*Task instructions*. Output verbatim the lines of the material starting at the line containing "One pin marks each instance of the car roof." and ending at the line containing "(1083, 814)", including both of those lines.

===== Material =====

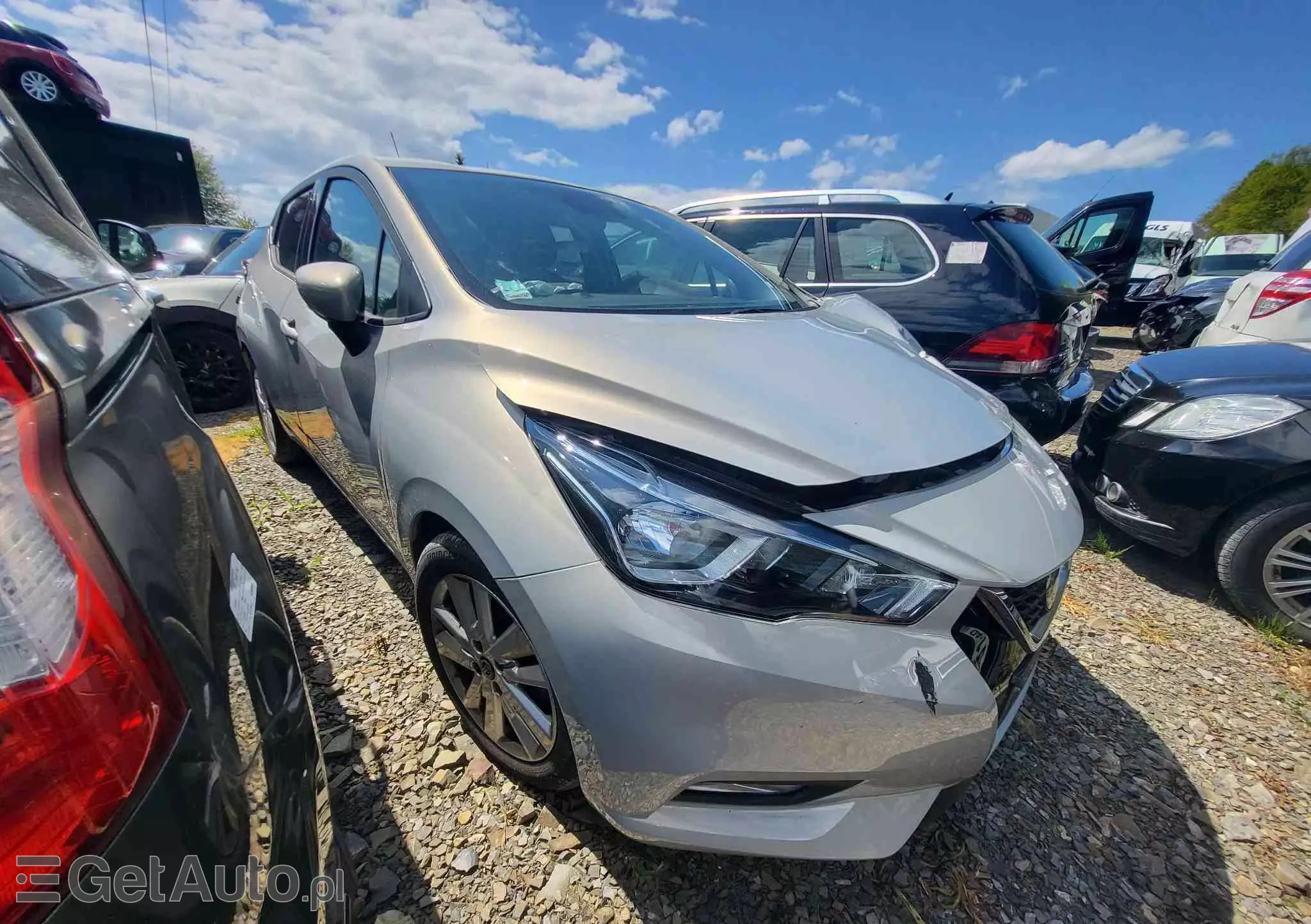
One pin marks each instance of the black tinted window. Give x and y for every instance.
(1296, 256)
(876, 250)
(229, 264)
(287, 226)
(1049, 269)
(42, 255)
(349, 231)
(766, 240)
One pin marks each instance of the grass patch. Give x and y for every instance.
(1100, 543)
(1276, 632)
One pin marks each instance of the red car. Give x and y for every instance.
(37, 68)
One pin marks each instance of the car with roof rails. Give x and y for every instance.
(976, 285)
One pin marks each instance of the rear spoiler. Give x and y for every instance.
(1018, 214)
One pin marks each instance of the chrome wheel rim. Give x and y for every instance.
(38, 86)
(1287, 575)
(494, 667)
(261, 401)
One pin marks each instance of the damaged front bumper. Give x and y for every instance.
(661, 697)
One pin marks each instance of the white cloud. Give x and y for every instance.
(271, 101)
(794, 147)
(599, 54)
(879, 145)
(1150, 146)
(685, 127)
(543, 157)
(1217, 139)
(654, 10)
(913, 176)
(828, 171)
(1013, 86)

=====
===== Material =====

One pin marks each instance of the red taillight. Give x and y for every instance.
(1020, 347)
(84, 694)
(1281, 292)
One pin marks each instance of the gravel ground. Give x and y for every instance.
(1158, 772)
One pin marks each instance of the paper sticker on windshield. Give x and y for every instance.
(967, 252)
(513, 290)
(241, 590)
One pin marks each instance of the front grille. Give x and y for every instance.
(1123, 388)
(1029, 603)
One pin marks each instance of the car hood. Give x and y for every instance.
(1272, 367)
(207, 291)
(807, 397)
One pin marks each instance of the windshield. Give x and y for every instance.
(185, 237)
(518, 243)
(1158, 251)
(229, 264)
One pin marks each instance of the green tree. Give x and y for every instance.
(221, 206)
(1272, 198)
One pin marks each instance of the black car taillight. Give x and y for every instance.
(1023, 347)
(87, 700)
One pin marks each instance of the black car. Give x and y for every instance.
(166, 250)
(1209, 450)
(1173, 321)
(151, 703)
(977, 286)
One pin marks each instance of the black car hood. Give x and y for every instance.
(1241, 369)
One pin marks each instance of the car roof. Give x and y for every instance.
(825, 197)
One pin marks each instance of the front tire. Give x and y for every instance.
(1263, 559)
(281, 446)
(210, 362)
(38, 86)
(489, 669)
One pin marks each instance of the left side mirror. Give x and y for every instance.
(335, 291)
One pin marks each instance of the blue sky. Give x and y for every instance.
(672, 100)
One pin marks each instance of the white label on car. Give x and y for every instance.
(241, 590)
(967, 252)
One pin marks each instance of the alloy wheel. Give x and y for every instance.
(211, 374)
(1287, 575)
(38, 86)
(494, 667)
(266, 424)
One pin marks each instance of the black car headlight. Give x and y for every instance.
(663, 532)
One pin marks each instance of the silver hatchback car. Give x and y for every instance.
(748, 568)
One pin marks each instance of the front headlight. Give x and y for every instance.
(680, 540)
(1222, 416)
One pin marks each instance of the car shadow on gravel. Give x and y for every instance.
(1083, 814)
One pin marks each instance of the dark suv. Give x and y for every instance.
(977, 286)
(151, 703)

=====

*Result for this task*.
One pin marks each instance of the car roof. Give x and y for every instance.
(825, 197)
One pin marks each instance of the front tire. Give x and y for every instance.
(1263, 559)
(281, 446)
(210, 362)
(38, 86)
(489, 669)
One pin marks each instance of the left side mirror. Give x and y for every instance.
(335, 291)
One pin marks each instance of the blue sky. Give x and y for every instance.
(672, 100)
One pin marks each instance of the white label on car. Give x and y for every instance.
(241, 590)
(967, 252)
One pin marks each instance of the alloy wheel. Give x and y for every instance.
(211, 374)
(1287, 575)
(38, 86)
(494, 667)
(266, 424)
One pin marks each instance of the black car headlight. Give x and y for every instance.
(663, 532)
One pin marks each instance of the silver hatchback car. Give x and y for every instance.
(748, 568)
One pin marks each instance of the front headlight. Give x and y for every instance.
(680, 540)
(1222, 416)
One pin marks each instance of the car shadow on gravel. Give x and y for every instance.
(1083, 814)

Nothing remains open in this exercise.